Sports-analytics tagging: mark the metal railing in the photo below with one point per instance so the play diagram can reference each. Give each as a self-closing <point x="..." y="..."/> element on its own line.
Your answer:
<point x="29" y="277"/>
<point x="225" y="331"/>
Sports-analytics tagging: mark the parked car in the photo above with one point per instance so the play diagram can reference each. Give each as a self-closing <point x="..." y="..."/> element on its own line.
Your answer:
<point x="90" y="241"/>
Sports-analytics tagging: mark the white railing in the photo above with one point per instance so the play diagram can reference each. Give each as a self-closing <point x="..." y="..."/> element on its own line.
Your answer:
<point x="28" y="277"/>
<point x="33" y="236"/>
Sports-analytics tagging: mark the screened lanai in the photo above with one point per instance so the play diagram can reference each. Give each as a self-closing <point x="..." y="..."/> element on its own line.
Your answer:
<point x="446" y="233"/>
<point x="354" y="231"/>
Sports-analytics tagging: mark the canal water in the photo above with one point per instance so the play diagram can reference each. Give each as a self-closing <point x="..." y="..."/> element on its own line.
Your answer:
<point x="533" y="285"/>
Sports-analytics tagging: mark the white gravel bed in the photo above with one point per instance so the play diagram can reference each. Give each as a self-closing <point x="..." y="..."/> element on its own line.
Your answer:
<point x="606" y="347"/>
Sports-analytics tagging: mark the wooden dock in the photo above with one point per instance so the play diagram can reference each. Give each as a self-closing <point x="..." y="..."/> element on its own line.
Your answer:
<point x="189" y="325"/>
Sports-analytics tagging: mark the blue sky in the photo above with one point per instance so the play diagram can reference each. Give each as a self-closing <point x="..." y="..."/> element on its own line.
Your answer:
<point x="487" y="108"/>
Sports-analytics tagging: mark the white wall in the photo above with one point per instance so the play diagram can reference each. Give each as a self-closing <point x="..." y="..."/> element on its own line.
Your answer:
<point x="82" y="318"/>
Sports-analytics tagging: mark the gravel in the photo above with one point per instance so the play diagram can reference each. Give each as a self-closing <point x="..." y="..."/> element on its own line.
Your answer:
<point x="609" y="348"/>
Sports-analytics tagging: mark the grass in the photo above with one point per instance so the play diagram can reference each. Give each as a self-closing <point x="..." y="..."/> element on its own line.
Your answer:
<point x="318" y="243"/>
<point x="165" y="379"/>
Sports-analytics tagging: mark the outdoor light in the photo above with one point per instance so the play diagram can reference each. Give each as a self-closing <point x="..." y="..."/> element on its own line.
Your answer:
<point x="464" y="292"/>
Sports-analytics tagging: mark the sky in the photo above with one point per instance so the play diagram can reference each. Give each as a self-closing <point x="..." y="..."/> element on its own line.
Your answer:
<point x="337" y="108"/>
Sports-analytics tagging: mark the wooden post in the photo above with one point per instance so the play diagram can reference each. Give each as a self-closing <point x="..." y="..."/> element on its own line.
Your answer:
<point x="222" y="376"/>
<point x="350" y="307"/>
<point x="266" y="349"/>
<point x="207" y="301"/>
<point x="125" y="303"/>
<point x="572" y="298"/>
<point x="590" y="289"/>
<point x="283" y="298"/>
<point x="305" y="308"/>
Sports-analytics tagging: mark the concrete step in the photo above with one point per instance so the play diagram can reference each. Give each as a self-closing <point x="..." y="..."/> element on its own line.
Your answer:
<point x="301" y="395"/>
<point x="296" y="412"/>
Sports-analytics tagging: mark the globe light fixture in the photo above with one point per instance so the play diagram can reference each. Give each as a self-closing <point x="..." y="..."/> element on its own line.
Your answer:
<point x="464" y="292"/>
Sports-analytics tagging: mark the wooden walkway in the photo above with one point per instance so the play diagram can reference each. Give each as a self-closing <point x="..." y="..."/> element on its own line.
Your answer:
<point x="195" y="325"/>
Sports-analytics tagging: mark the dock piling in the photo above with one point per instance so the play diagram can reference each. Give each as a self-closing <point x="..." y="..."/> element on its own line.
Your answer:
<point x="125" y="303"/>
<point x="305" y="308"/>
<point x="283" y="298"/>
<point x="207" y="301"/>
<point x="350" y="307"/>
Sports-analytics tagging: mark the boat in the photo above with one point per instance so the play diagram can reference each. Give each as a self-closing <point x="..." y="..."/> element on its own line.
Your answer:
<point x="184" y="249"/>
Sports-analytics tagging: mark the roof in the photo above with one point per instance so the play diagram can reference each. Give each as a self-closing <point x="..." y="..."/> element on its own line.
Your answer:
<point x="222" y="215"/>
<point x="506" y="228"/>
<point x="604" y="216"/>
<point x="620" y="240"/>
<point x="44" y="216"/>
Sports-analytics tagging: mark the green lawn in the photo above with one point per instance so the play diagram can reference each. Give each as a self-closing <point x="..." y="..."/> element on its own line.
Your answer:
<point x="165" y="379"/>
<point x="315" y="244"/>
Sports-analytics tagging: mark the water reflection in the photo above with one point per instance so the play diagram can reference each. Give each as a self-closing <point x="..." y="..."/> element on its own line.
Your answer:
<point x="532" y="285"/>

- - -

→ Task brief:
Rewrite the entries as a numbered list with blank lines omitted, starting at the line containing "Sports-analytics tagging: mark the green" and continuing through the end of the entries.

→ Task result:
1. Sports-analytics tagging: mark the green lawn in the photo above with one point per instance so the play diagram can reference each. Give each as a self-closing <point x="..." y="..."/> element on its own line.
2. Your answer:
3. <point x="165" y="379"/>
4. <point x="315" y="244"/>
5. Sports-analytics tagging: mark the water reflection in the photo above with one point per instance so the play diagram can reference each. Give each as a self-closing <point x="..." y="..."/> element on its own line.
6. Your answer:
7. <point x="532" y="285"/>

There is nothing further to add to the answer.